* [EXERCISE DESCRIPTION]: In the sewing blog post, what yarn is the lace piece being crocheted from?

* [DOCUMENT SECTION]:

Fabric prints, crocheted lace and other fabric scraps - I'm back sewing

This time I‘ve grabbed the fabric pieces, that I‘d printed from linocuts at the beginning of the week. This early morning I‘ve finally found the layout that features them pretty well – free motion stitching on appliqué, free motion decorative stitch around corduroy borders, and a piece of a lace, that I‘m currently crocheting from linen-cotton mixed yarn. For appliqué motif I've simply repeated a couple of elements from the central printed piece. I‘m thinking about making another couple of mug rugs / pouches with‘em.

I‘m happy this time particularly, because I‘ve finally managed to integrate crocheted something into my textile works. Have I mentionned, I love knitting, crocheting, and I collect little crocheted items from flea markets from time to time. I‘ve actually wanted to use them like I find them, but just cannot bring myself to cut all these vintage lace/napkin pieces, that I store – they seem to me way too precious for that. That‘s why I have to decode the pattern and crochet them myself.

This weekend I have to continue preparations for the exhibition – finish framing pictures, driving, hanging – looks like I won‘t have time for anything else, to be realistic….

[Named object pointing entries]

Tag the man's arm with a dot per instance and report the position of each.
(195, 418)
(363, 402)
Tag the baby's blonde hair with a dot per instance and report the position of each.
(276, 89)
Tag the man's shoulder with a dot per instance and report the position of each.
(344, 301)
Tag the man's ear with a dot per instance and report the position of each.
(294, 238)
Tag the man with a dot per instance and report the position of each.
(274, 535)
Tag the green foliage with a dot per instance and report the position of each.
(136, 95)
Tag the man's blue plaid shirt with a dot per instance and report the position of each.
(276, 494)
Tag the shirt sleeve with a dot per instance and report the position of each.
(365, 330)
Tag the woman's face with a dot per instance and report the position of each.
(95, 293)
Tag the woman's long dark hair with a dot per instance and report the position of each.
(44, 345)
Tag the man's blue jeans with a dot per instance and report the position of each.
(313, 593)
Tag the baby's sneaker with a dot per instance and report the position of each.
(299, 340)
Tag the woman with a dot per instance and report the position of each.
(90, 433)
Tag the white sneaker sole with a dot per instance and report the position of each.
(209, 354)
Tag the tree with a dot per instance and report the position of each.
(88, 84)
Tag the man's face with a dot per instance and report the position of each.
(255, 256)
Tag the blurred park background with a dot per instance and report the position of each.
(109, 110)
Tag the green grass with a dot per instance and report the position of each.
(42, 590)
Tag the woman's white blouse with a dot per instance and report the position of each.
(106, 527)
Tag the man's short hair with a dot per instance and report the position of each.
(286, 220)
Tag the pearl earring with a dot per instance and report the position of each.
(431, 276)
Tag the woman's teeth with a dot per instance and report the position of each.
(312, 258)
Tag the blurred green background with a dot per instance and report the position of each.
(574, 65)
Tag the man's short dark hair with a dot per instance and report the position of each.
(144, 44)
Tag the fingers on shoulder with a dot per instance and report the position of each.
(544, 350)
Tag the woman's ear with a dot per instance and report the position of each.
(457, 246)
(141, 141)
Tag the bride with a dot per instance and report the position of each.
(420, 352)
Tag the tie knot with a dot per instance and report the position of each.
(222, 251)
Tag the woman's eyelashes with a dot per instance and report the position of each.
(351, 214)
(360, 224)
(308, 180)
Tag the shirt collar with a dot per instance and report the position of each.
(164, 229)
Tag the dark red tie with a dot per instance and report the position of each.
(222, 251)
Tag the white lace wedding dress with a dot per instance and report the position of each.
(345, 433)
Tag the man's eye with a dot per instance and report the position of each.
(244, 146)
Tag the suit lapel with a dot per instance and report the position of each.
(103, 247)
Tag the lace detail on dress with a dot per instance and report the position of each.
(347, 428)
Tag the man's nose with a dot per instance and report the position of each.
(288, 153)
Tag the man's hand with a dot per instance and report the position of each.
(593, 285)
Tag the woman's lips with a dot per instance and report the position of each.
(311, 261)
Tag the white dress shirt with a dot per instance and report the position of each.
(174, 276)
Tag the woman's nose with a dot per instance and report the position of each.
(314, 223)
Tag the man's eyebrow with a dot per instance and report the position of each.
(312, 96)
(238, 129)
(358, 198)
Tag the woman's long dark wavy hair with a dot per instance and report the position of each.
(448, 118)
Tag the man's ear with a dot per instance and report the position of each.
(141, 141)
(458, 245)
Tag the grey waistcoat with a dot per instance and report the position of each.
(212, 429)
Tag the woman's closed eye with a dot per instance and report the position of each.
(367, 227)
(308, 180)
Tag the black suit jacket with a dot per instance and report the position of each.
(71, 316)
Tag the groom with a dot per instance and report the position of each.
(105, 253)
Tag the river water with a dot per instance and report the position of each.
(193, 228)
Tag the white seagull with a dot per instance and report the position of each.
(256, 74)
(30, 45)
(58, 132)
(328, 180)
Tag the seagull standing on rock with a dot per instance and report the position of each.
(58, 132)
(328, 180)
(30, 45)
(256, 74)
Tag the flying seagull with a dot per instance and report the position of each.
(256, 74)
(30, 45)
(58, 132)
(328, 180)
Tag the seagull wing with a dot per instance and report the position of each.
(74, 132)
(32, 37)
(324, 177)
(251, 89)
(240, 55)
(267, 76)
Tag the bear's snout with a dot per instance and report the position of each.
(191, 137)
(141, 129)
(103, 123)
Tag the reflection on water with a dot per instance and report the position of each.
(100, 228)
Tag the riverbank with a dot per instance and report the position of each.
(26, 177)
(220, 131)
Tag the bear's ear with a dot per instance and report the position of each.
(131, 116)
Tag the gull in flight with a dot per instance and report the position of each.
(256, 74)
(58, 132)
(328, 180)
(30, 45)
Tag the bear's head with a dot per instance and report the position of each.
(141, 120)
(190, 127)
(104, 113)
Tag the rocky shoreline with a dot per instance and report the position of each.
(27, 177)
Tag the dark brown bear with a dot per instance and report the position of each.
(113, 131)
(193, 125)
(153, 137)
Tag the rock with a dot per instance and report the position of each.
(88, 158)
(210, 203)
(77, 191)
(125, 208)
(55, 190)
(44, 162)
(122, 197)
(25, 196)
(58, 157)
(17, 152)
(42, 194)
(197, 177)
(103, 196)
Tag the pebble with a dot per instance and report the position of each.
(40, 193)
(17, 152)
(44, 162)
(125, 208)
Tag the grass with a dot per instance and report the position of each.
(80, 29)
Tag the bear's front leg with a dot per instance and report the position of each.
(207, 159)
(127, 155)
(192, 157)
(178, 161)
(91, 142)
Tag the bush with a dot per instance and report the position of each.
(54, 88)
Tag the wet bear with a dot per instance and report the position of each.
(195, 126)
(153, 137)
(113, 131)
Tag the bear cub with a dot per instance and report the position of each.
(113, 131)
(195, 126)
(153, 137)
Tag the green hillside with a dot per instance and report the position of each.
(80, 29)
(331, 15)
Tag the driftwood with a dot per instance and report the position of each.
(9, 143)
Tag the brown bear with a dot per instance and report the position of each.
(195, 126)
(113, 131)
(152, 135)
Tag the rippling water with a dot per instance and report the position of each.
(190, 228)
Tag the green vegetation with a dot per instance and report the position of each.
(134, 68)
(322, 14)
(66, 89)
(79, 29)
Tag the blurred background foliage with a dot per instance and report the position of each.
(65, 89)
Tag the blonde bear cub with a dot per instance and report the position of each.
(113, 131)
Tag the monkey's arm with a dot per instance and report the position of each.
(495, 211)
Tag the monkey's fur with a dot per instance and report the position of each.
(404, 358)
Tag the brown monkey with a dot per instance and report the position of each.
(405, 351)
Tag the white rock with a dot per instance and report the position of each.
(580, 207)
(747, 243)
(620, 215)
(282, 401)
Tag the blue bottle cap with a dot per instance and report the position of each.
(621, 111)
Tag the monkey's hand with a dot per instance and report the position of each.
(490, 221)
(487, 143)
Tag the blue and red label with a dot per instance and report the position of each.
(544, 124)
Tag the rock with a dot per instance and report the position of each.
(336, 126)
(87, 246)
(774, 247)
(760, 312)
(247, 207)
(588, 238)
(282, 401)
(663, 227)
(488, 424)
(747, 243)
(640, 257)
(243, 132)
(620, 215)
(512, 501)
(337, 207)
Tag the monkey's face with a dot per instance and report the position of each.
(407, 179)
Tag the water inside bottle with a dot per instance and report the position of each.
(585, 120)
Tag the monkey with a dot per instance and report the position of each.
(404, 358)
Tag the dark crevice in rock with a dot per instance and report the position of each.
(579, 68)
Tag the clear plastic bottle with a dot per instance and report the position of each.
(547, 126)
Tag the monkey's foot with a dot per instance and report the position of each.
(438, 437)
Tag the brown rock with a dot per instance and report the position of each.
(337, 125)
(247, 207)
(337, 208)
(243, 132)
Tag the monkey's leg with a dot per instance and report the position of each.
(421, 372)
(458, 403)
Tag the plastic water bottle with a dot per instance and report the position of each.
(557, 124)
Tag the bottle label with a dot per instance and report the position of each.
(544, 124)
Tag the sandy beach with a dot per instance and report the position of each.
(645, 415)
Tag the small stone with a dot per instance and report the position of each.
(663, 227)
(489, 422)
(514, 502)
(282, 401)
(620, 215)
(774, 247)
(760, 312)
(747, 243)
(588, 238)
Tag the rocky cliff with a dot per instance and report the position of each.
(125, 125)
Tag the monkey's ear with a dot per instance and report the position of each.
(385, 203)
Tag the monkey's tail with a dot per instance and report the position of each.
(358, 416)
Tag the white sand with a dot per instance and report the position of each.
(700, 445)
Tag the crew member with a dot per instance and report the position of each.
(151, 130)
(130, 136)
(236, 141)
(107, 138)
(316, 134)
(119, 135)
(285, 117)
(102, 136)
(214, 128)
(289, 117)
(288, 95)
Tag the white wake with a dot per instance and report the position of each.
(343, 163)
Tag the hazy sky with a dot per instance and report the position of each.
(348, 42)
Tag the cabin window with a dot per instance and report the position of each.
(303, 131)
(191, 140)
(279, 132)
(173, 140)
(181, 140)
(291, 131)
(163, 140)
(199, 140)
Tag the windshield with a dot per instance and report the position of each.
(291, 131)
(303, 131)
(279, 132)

* [OUTPUT]: A linen-cotton mixed yarn.